— start of Text to read —
We want to go from 2 links to 4 links per IOM.

Once we add the 2 additional cables, we will re-ack 1 IOM at a time to make everything aware of the extra links. (we don't want to re-ack the whole chassis at once) So doing this should prevent any downtime from the blade's perspective. (assuming a re-ack will be enough the see the 2 extra links, instead of rebooting the IOM)

Question is: Since the VM traffic might be running through IOM-A or IOM-B, what will be the "ping timeout" from a Virtual Machine perspective when we re-acknowledge a IOM ?
In other words, how long before the vm traffic performs a failover from IOM-A  -> IOM B?

Many thanks!

1 Accepted Solution

Accepted Solutions

You are correct. If you are utilizing failover in the host operating system, then it would be responsible for balancing traffic in the event of a failure. In my experience, it is just as fast as fabric failover.

As best practice, do not utilize fabric failover (vNIC failover as you discussed above) and OS failover for failover, as it can actually cause issues with data traffic if software and hardware are both attempting to do the same thing.
— end of Text to read —
— start of Excerpted records —
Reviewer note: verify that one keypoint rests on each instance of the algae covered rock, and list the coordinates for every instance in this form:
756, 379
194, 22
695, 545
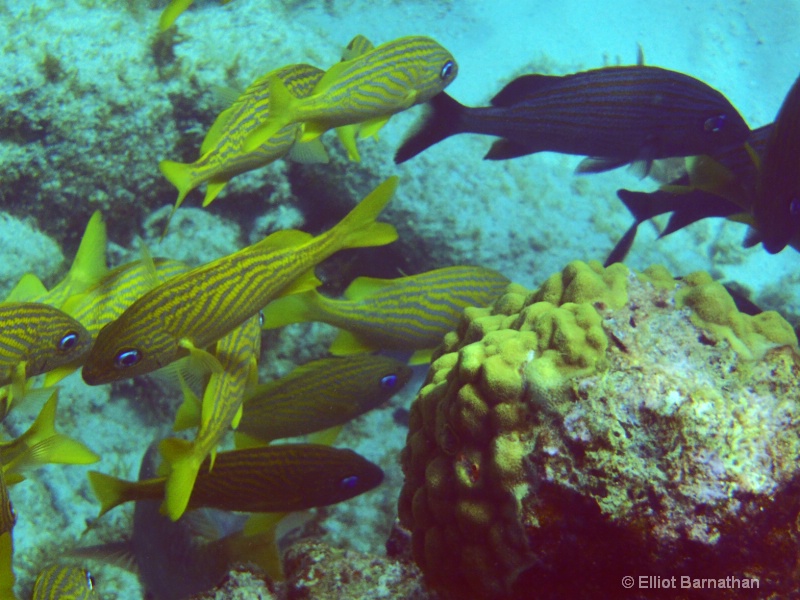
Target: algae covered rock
608, 425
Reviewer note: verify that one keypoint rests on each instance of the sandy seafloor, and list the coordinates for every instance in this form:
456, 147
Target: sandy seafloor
89, 131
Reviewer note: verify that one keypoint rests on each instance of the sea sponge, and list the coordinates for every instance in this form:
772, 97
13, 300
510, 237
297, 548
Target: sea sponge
608, 424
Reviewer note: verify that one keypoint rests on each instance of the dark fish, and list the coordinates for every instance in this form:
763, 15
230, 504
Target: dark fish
175, 560
721, 185
777, 208
614, 115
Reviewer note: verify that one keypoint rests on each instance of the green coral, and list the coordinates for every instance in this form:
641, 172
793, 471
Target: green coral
— end of Excerpted records —
## Task requirements
Rewrite everything from "Accepted Solutions" down to "as fabric failover." in the text on IOM cabling, substituting "guest operating system" for "host operating system". The records play no part in what is asked here.

## Expected answer
Accepted Solutions

You are correct. If you are utilizing failover in the guest operating system, then it would be responsible for balancing traffic in the event of a failure. In my experience, it is just as fast as fabric failover.